## [DATA RECORDS]
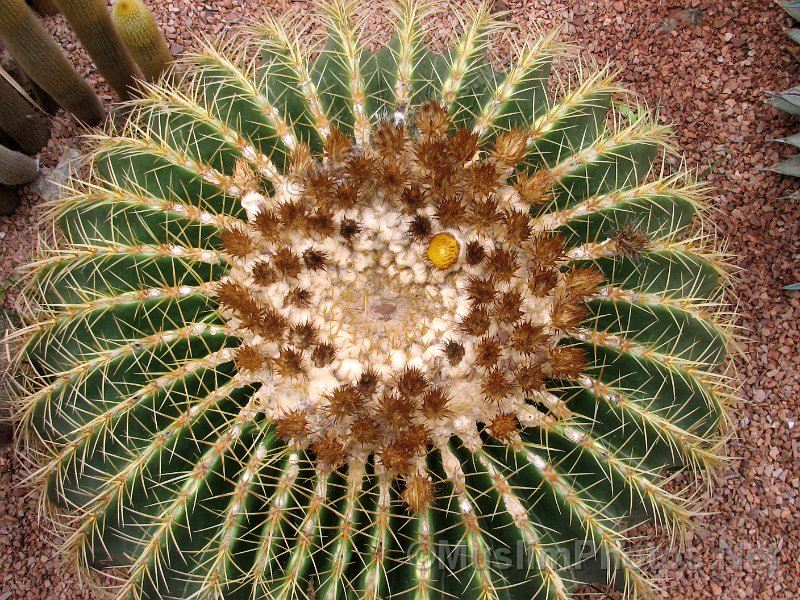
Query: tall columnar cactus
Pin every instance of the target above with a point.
(21, 121)
(137, 27)
(42, 60)
(92, 23)
(383, 325)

## [TASK OBJECTIVE]
Please, without any pictures, print each entry exactly.

## [COMPLETED TASK]
Query: tall columnar cactus
Pin every instance of the target above with a point.
(21, 121)
(137, 27)
(42, 60)
(92, 23)
(383, 325)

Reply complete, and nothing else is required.